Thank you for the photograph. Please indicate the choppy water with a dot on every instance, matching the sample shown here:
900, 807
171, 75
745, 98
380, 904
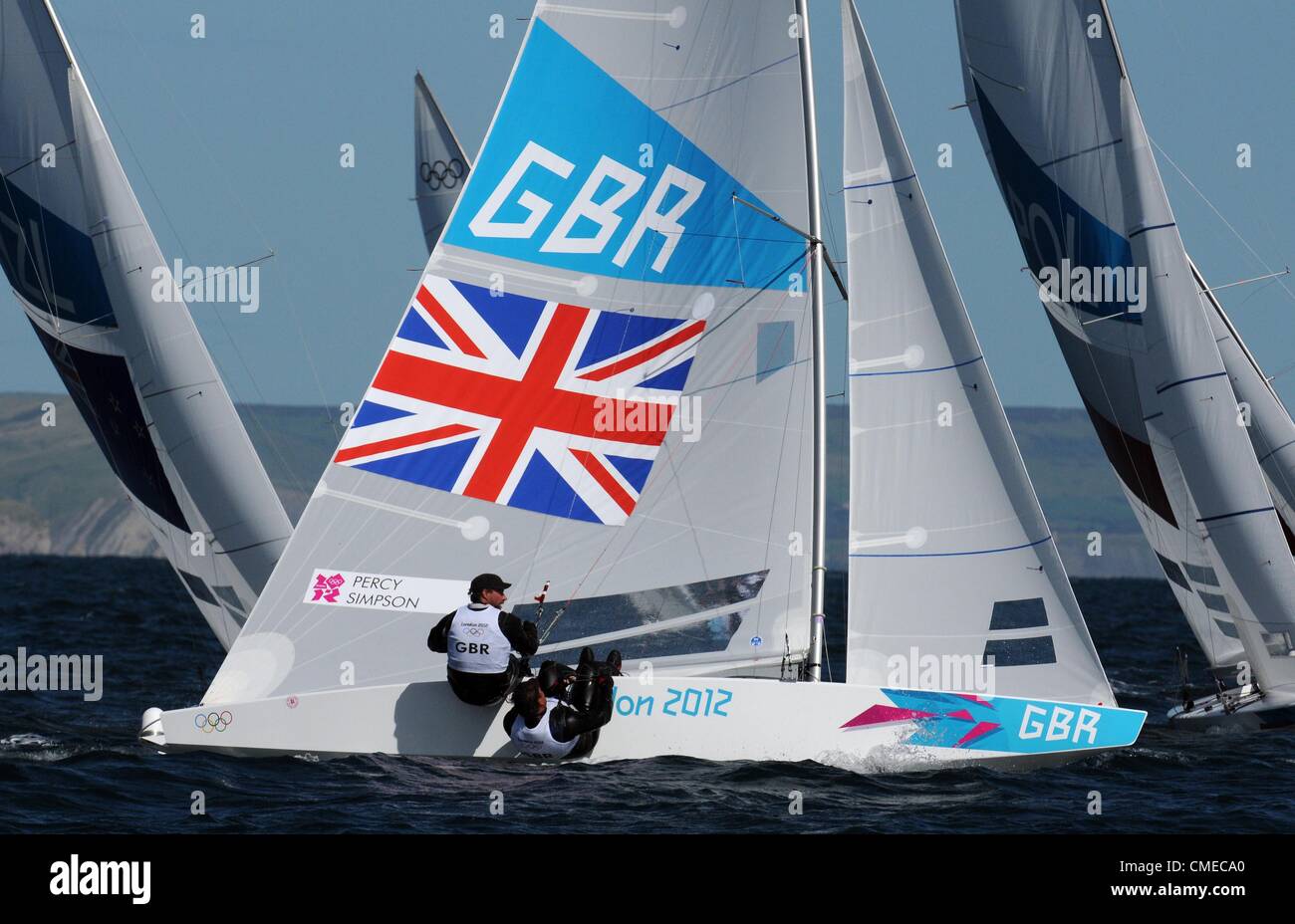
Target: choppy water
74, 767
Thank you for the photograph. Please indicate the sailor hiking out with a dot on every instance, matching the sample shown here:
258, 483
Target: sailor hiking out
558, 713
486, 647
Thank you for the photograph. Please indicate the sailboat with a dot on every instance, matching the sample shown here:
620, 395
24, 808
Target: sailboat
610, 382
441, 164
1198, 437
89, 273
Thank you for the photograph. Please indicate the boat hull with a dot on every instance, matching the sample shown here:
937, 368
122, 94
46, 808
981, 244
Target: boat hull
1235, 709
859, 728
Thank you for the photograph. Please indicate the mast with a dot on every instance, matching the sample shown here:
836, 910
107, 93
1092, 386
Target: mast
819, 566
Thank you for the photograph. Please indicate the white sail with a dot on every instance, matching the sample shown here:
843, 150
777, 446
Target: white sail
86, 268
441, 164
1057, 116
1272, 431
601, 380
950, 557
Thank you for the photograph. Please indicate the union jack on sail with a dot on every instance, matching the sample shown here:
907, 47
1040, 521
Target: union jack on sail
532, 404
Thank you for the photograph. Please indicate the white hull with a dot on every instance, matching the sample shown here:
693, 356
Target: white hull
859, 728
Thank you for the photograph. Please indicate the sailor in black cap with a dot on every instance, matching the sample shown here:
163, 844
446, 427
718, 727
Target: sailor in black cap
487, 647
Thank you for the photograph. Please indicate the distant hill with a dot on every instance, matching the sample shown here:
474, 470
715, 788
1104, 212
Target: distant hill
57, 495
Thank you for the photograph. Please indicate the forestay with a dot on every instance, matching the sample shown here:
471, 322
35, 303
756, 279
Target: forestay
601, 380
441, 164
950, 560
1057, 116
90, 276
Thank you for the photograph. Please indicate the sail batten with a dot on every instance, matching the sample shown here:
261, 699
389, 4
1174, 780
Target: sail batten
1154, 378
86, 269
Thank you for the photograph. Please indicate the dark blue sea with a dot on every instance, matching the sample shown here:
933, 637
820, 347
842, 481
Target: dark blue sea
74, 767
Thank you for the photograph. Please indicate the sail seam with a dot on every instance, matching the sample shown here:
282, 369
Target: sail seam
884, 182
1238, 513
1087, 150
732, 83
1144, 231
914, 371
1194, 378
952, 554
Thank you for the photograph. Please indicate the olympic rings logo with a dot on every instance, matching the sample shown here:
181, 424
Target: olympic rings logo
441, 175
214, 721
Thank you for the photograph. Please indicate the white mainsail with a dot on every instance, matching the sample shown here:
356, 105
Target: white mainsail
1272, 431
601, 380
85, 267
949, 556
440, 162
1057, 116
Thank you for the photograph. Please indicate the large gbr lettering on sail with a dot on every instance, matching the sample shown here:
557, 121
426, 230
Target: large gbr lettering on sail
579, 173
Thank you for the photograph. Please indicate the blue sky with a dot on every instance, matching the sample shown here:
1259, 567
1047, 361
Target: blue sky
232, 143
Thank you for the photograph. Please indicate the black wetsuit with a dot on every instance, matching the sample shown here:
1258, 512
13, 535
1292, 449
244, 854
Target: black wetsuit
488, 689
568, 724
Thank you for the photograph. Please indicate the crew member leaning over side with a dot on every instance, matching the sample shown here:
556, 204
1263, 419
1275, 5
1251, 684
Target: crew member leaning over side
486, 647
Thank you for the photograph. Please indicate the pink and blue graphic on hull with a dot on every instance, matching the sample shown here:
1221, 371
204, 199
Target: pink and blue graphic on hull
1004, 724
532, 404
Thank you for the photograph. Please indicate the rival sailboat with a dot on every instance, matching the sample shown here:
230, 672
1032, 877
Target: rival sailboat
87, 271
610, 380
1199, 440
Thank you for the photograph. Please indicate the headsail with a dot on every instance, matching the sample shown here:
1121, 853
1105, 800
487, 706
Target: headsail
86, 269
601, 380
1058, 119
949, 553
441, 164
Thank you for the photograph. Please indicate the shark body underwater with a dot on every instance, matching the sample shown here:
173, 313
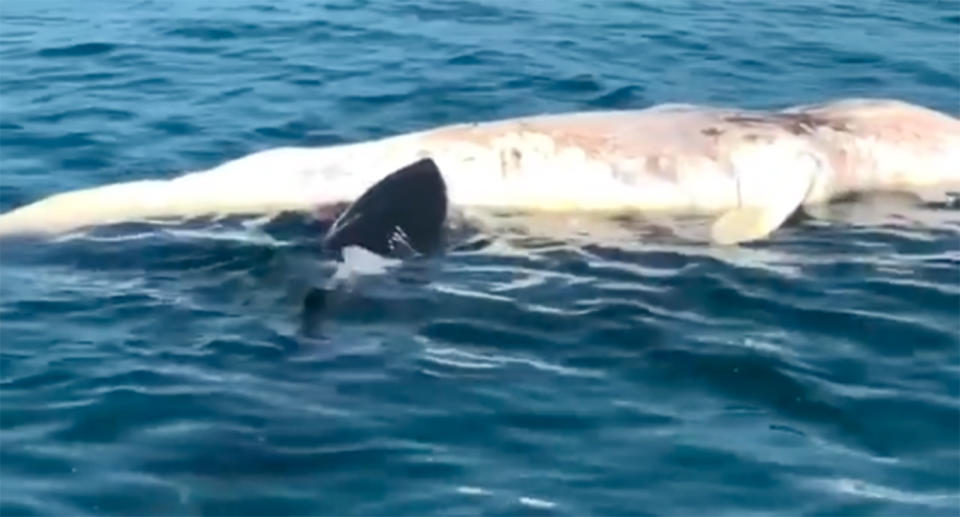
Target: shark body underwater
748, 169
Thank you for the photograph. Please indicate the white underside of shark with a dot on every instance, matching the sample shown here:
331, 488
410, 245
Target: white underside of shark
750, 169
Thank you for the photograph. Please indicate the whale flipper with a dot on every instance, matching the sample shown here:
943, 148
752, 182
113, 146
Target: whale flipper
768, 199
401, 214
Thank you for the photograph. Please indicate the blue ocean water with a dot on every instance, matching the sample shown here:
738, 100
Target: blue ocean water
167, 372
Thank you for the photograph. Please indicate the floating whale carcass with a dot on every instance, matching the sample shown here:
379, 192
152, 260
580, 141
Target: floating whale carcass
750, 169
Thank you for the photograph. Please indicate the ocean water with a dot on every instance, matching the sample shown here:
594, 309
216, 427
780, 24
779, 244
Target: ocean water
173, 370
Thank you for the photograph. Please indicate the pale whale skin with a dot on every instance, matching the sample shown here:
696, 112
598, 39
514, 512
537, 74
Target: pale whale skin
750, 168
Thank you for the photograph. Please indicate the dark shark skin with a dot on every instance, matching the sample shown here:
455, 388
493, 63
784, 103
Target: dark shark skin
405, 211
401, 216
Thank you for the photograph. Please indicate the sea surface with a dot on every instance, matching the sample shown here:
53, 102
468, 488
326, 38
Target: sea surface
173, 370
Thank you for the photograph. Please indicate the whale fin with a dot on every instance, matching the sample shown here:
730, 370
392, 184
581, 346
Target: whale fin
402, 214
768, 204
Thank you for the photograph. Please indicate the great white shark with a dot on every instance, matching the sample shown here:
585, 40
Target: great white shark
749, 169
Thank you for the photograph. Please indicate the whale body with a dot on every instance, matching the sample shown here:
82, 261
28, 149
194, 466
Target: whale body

....

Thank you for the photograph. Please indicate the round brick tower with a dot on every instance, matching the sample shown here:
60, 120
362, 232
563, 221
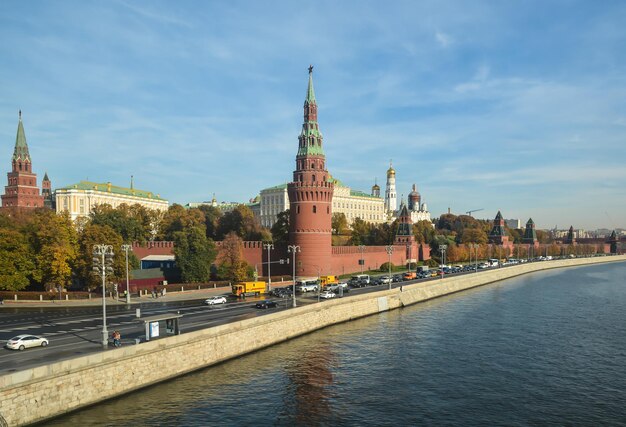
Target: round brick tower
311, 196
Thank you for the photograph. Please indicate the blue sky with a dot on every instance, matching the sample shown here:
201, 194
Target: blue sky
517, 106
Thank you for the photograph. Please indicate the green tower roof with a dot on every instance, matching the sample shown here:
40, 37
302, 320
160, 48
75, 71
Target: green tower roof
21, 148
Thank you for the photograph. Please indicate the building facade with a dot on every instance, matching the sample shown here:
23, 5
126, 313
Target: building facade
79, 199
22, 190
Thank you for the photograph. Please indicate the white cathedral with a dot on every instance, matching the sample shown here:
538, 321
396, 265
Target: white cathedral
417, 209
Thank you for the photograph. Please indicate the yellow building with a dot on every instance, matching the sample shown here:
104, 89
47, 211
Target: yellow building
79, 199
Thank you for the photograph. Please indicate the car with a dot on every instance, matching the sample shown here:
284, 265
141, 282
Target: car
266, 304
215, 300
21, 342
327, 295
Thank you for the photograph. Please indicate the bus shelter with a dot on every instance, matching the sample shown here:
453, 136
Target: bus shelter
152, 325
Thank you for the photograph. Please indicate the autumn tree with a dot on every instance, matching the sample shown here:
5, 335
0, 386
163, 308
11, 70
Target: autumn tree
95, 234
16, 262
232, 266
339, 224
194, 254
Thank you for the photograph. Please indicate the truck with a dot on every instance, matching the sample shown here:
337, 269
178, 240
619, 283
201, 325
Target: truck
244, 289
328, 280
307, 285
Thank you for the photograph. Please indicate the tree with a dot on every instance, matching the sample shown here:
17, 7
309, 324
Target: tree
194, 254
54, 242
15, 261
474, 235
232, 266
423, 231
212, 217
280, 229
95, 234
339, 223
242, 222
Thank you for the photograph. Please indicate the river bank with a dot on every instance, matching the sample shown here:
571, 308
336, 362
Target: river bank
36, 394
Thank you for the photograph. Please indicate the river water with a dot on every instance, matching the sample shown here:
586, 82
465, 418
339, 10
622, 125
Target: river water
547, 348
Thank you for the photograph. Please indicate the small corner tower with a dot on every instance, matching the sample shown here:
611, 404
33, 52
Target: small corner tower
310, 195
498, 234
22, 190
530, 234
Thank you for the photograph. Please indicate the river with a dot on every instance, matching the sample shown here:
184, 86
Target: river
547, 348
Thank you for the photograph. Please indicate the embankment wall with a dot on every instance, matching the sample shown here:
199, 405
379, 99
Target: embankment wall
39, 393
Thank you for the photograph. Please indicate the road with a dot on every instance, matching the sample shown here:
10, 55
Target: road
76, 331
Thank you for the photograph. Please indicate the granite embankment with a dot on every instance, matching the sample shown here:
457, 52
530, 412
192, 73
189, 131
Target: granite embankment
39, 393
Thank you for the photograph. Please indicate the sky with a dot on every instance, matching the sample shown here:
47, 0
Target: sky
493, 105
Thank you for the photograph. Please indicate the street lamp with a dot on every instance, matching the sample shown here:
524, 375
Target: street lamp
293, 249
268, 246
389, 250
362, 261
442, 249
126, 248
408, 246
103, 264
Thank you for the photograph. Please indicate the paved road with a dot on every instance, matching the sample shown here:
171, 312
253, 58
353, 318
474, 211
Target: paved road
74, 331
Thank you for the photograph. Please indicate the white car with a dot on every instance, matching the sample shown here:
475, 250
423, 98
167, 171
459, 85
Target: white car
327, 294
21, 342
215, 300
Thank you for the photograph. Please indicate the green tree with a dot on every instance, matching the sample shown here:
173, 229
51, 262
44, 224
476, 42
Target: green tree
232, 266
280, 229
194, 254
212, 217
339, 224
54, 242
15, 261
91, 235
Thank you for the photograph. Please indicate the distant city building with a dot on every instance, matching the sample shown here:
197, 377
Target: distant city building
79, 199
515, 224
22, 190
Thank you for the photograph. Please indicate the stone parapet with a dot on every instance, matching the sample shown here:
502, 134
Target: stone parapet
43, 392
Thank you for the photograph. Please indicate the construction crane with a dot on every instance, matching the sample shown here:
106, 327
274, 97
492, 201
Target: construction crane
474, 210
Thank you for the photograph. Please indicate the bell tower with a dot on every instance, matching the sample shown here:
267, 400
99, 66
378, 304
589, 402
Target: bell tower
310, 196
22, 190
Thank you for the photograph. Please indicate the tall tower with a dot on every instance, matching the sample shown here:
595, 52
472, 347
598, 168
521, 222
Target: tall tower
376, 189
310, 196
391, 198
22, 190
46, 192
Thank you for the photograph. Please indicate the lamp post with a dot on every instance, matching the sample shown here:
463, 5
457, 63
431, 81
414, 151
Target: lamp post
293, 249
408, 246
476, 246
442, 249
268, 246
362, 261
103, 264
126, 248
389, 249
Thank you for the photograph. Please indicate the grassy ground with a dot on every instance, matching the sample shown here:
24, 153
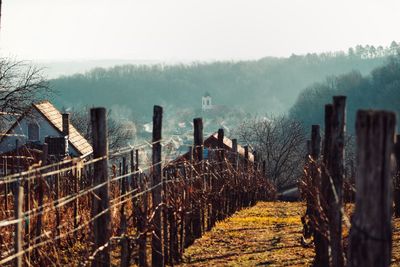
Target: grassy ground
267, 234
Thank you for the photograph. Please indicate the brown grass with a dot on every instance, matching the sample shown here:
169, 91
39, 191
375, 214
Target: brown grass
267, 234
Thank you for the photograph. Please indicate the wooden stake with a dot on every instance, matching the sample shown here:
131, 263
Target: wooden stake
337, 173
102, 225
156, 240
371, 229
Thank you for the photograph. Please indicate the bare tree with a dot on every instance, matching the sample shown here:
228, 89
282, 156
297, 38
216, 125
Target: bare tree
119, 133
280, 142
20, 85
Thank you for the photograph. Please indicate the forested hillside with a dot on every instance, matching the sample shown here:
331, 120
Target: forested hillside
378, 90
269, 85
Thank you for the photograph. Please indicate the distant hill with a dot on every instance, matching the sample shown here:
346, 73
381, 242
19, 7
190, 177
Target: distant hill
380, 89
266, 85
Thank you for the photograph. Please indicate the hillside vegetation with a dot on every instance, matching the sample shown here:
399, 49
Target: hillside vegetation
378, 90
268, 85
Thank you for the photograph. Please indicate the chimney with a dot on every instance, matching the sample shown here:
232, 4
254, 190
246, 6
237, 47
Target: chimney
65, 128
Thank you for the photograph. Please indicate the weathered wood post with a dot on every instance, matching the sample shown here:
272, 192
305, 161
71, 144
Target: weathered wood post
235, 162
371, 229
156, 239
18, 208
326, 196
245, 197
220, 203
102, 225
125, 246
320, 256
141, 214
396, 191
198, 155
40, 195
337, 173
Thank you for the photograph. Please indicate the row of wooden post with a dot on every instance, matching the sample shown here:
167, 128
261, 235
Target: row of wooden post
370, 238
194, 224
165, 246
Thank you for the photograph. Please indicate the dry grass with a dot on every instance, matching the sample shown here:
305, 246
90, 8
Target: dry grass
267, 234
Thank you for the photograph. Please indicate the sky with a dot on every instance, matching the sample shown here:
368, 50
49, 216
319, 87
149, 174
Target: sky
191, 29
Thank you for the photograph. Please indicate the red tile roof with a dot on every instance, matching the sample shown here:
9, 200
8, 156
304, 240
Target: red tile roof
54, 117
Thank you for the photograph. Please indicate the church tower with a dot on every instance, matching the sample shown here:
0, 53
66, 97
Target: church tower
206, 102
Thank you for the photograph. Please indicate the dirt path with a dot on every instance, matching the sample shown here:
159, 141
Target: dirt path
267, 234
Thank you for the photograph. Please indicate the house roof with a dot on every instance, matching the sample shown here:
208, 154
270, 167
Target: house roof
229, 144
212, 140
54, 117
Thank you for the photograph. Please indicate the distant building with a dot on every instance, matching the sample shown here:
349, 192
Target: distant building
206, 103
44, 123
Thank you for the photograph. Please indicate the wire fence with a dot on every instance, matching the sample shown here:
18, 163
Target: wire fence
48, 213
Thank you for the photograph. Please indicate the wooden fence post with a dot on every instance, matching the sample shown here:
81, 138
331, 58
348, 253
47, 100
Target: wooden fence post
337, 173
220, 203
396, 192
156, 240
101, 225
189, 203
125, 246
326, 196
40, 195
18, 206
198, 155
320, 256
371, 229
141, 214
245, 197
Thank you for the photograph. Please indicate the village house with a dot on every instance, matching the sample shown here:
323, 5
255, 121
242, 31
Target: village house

....

- _Task goal_
Beginning at the line with "Thank you for the photograph. Please indicate the whale fin" and ending at the line with "Target: whale body", reproduce each line of the data above exactly, and add no other lines.

- _Solution to this problem_
Thank you for the photograph. Please indicate the whale fin with a dot on every instance, matching the sample shown here:
730, 370
392, 184
581, 346
Target: whale fin
402, 214
768, 204
Thank you for the photograph. Please indicate the great white shark with a dot on every instance, matching the sample shown here:
585, 40
Target: great white shark
749, 169
Thank you for the photograph. Please indicate the whale body with a dot on every instance, matching the sample shown here:
82, 261
28, 149
194, 466
Target: whale body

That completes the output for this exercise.